— START OF Exercise inputs —

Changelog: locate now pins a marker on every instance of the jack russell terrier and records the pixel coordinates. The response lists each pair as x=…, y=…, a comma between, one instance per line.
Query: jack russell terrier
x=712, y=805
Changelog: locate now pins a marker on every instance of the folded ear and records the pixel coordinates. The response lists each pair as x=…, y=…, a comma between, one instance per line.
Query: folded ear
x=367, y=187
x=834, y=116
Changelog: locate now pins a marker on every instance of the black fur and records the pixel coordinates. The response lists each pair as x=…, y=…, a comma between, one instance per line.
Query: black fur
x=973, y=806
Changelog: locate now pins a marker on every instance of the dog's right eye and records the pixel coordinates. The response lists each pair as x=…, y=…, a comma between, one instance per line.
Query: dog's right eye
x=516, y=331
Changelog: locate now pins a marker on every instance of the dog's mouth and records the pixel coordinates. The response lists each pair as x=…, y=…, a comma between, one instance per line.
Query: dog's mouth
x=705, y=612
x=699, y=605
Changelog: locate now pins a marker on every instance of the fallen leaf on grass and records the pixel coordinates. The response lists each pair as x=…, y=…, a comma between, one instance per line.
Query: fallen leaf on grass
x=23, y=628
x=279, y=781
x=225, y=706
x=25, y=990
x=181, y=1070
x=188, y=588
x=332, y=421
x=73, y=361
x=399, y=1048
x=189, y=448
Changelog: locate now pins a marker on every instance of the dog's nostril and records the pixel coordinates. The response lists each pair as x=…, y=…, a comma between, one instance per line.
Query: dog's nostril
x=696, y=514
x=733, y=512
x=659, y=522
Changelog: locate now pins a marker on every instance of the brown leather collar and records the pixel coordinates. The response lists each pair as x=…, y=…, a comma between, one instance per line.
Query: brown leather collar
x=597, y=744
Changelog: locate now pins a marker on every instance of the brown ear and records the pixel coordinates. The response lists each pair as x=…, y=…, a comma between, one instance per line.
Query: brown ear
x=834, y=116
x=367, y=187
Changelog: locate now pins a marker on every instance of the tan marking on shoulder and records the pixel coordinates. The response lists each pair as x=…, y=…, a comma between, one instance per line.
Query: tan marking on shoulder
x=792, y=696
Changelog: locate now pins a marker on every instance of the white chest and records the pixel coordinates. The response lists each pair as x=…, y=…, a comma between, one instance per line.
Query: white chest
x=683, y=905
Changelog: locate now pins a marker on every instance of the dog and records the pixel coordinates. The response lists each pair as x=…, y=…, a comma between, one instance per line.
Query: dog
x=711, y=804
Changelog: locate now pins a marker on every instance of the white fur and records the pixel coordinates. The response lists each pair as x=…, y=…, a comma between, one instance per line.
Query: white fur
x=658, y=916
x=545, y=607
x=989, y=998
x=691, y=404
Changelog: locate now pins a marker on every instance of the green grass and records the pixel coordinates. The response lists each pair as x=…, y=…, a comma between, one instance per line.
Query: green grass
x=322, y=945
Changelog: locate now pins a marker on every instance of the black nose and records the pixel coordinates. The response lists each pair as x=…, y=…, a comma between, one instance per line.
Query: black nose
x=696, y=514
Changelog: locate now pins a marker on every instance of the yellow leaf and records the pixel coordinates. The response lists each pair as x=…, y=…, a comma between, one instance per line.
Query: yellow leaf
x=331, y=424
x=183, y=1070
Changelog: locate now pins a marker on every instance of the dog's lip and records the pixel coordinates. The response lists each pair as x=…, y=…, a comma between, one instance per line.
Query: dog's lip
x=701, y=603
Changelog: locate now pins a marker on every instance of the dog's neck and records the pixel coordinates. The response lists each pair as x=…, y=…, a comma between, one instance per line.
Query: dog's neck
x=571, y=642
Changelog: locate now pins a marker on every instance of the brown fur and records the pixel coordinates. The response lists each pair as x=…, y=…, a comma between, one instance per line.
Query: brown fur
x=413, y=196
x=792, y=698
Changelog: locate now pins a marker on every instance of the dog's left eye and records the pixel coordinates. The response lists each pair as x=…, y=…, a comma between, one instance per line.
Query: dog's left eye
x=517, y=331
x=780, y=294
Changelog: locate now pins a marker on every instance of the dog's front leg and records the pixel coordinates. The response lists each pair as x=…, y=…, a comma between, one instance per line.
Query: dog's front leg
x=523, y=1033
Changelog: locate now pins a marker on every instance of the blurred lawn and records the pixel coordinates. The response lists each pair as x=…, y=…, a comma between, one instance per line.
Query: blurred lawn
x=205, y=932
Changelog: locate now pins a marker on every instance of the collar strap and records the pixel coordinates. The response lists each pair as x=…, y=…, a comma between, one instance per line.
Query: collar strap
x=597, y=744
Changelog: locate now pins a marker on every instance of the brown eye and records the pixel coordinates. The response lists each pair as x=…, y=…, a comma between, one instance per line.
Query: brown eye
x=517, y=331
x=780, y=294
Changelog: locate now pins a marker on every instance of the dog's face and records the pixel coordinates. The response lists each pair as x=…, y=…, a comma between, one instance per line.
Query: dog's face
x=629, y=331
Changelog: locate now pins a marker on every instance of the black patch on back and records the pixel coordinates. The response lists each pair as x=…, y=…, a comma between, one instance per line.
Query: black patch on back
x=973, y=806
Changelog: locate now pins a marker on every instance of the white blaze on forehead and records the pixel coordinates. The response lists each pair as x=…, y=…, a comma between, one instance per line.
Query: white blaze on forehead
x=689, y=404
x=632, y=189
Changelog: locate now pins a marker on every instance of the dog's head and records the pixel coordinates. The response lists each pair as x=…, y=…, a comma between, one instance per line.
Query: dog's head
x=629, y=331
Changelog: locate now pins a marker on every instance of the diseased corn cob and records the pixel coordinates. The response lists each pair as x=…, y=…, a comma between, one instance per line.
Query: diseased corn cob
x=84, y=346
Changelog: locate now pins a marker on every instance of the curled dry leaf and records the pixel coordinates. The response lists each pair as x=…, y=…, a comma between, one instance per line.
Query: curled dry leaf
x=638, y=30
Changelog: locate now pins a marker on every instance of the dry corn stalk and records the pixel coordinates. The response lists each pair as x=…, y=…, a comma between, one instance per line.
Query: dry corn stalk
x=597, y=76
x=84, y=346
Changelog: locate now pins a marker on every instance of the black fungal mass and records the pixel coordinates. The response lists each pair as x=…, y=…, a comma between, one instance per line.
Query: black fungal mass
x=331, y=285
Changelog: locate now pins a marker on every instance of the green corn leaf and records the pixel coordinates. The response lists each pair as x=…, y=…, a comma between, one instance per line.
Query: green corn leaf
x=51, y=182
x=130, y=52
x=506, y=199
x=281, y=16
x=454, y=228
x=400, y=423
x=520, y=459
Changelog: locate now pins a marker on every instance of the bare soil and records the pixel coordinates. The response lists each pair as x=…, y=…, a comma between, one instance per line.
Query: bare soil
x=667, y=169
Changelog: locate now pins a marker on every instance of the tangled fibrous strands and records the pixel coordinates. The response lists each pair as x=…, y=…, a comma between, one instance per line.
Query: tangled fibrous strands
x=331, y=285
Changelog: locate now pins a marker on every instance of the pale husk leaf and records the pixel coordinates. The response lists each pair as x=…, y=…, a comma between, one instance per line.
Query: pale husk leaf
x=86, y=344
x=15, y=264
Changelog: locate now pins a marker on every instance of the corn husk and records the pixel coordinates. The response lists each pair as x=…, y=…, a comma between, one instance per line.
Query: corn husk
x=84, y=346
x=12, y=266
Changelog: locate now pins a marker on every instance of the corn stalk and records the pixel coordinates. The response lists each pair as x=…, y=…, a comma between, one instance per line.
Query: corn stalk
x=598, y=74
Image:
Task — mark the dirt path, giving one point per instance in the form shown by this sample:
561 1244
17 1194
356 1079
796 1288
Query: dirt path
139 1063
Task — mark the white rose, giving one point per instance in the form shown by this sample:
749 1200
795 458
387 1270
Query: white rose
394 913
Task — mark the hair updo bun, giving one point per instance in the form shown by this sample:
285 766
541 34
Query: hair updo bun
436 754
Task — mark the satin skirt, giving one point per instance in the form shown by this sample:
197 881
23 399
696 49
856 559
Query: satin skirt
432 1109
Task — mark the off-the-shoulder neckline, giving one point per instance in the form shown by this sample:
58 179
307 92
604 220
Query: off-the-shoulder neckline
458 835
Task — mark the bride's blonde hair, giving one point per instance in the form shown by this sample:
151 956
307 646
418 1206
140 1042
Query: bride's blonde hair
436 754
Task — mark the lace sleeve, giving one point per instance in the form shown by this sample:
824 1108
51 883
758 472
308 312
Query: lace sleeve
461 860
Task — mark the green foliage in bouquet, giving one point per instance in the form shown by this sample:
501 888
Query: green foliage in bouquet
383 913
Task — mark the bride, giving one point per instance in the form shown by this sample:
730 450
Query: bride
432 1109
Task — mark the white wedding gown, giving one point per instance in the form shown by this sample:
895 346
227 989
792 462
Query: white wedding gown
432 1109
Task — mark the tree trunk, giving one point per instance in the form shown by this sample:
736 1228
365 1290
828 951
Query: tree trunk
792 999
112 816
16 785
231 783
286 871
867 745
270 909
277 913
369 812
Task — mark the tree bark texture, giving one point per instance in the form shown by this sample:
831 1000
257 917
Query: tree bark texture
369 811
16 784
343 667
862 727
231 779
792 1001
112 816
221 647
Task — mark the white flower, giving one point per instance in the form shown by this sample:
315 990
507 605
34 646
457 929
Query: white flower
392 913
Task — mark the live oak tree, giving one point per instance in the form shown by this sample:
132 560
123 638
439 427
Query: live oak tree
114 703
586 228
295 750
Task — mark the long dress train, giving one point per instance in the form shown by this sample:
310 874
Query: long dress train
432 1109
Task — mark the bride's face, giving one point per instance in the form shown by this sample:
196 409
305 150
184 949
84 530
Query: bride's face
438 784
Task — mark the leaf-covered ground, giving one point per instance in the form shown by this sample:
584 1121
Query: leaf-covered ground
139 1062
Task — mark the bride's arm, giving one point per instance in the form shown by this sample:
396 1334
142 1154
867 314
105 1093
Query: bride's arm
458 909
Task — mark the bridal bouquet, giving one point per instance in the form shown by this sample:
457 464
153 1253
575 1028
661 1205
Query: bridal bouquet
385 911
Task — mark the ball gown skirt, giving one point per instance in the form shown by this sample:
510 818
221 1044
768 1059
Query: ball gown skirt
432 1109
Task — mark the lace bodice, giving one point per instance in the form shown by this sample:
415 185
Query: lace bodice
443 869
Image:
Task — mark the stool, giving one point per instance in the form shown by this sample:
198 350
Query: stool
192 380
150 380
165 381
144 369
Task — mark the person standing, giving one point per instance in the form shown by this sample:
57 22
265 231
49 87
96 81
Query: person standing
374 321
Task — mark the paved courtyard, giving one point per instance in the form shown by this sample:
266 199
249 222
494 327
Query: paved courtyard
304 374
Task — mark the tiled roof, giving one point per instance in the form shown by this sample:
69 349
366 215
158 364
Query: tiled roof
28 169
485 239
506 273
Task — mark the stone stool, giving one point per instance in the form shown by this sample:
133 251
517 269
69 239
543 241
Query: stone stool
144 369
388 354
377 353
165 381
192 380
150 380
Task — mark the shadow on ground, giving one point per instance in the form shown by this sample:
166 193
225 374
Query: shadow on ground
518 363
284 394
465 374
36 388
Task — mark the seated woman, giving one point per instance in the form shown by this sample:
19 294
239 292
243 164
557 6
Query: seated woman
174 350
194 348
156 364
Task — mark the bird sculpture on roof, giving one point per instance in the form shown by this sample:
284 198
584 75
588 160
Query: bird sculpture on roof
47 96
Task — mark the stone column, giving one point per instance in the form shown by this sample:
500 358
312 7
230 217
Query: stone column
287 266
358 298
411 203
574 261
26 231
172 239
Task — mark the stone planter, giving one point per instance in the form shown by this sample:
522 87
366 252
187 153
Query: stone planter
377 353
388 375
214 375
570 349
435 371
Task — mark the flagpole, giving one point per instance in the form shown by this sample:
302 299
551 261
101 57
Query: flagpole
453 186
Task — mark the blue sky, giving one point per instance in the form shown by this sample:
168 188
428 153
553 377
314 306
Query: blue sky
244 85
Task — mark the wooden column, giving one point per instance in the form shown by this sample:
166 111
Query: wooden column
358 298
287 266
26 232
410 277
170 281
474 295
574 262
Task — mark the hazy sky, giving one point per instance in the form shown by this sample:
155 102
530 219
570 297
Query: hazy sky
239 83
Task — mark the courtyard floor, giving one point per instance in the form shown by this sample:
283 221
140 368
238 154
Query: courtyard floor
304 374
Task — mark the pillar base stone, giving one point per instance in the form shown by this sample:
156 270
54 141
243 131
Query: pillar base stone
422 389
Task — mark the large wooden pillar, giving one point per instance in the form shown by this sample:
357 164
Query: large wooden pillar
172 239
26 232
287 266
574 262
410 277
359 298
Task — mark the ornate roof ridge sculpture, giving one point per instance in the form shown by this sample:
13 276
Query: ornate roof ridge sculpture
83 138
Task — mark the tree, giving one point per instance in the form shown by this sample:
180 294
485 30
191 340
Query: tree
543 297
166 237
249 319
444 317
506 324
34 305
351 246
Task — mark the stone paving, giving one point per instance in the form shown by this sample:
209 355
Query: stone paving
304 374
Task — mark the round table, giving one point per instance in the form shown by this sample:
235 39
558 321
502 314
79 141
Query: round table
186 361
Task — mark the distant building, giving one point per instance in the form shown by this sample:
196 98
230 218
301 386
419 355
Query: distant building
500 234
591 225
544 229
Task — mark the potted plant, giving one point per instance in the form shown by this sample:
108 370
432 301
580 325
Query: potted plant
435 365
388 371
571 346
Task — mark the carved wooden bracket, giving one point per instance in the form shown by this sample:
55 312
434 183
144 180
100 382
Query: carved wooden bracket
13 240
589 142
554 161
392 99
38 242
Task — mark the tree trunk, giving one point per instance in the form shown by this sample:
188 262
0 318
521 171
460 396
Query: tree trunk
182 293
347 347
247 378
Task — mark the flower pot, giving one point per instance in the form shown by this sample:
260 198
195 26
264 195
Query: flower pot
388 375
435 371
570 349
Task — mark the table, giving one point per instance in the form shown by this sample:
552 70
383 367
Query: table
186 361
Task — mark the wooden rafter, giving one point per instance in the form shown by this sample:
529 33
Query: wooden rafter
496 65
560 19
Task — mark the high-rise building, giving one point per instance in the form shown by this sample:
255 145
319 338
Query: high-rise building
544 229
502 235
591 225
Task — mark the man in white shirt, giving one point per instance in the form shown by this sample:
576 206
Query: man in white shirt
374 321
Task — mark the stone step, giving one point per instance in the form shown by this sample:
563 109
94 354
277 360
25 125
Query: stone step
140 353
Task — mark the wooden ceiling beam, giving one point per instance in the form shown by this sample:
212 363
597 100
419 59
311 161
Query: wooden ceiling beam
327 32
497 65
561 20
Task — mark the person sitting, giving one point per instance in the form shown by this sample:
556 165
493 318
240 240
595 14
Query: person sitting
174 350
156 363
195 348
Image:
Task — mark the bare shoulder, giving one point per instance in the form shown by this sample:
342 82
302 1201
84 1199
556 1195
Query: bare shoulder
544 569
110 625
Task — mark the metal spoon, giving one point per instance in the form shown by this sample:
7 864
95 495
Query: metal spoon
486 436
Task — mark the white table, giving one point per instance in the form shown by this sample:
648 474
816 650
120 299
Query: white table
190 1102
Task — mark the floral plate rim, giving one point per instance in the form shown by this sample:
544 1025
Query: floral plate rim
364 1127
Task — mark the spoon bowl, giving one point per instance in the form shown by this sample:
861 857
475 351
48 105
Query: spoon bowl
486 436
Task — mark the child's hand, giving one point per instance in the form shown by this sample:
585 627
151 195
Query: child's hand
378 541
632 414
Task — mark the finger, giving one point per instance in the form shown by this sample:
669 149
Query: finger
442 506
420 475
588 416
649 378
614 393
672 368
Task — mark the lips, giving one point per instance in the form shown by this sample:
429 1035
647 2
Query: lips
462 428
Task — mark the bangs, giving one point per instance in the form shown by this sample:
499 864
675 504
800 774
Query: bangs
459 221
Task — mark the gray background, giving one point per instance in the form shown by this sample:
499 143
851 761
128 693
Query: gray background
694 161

— END OF Exercise inputs —

Duplicate the records exactly, starting with the line that contains "the tan marking" and going on through the line that contains "x=691, y=404".

Solution for this problem
Changelog: locate now pins a marker on every instance of the tan marking on shoulder and records the pixel coordinates. The response lists each pair as x=…, y=…, a comma between, one instance per line.
Query: tan marking on shoulder
x=792, y=696
Changelog: locate now pins a marker on every instance of the white chest and records the pixel coordinates. The response lists each pair as x=…, y=…, a comma between, one instance per line.
Query: white chest
x=683, y=905
Changelog: locate now pins a marker on every instance of the dog and records the pixel coordinates. The response lists each pair as x=…, y=…, a comma between, one instance per line.
Query: dog
x=711, y=804
Changelog: locate now pins a marker on every instance of the white fur and records the pixel coordinates. The response lists each pair as x=…, y=…, a comma between, one instance per line.
Query: white fur
x=658, y=916
x=545, y=607
x=989, y=998
x=691, y=404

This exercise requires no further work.